:: What you are asked to do ::
In the data that follows, how many lines include the string "outline"? Answer with the number alone.

:: Material shown ::
* * * *

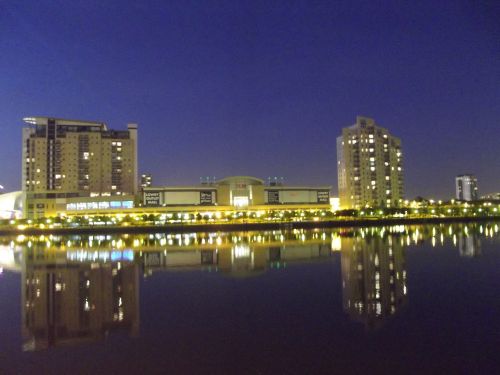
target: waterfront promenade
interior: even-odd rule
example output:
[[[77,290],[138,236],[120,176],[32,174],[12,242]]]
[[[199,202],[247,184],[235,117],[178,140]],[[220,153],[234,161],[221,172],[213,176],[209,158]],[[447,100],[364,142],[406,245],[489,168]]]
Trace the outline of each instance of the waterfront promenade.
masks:
[[[412,224],[439,224],[456,222],[484,222],[500,221],[500,215],[481,216],[413,216],[413,217],[364,217],[364,218],[337,218],[300,221],[213,221],[206,223],[168,223],[148,221],[135,222],[110,222],[109,224],[20,224],[0,226],[0,235],[15,234],[71,234],[71,233],[150,233],[150,232],[218,232],[218,231],[247,231],[247,230],[272,230],[295,228],[340,228],[340,227],[371,227],[382,225],[412,225]]]

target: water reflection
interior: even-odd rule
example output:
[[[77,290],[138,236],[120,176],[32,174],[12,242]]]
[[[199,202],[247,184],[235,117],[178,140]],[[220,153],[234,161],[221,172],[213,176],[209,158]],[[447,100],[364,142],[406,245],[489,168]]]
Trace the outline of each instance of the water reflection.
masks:
[[[149,250],[140,252],[136,260],[142,264],[145,276],[158,270],[198,268],[245,277],[259,275],[269,268],[285,268],[291,262],[330,256],[328,244],[311,241],[286,246],[237,244],[220,249]]]
[[[466,236],[463,233],[458,235],[458,250],[463,257],[481,256],[481,240],[477,233],[470,233]]]
[[[0,268],[22,274],[24,350],[139,335],[139,278],[198,270],[230,277],[286,272],[340,256],[343,309],[379,329],[408,303],[406,248],[453,243],[481,255],[496,224],[241,233],[39,236],[0,239]]]
[[[393,236],[342,238],[343,307],[368,330],[407,301],[403,246]]]
[[[138,335],[137,264],[81,263],[51,251],[24,255],[24,350],[97,341],[120,328]]]

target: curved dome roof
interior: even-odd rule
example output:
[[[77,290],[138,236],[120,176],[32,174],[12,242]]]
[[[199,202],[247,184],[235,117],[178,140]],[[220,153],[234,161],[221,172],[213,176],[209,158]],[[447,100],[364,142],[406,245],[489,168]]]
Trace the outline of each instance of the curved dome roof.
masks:
[[[264,185],[264,180],[252,176],[230,176],[217,181],[219,185],[229,185],[233,183],[246,183],[248,185]]]

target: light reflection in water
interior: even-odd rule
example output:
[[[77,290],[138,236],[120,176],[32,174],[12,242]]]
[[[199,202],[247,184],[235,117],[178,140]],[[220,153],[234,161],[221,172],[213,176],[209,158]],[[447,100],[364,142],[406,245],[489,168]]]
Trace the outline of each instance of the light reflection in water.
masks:
[[[169,269],[232,277],[286,270],[340,254],[343,308],[367,330],[408,303],[405,249],[453,243],[481,255],[496,224],[274,230],[238,233],[18,236],[0,240],[0,269],[22,274],[25,350],[139,334],[139,277]],[[439,239],[439,241],[437,240]],[[1,282],[1,279],[0,279]]]

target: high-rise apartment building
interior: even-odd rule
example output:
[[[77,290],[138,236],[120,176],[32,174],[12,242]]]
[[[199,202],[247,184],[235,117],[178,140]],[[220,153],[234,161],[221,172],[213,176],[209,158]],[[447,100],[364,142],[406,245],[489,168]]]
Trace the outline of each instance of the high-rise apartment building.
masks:
[[[401,140],[357,116],[337,138],[338,187],[341,208],[395,207],[403,199]]]
[[[477,178],[471,174],[455,177],[456,198],[462,201],[475,201],[479,199]]]
[[[109,130],[104,123],[25,118],[23,189],[33,193],[136,193],[137,125]]]
[[[28,117],[22,145],[22,188],[30,201],[135,195],[137,125]],[[43,203],[38,203],[39,206]],[[40,207],[39,207],[40,208]]]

* * * *

:: Result of this task ::
5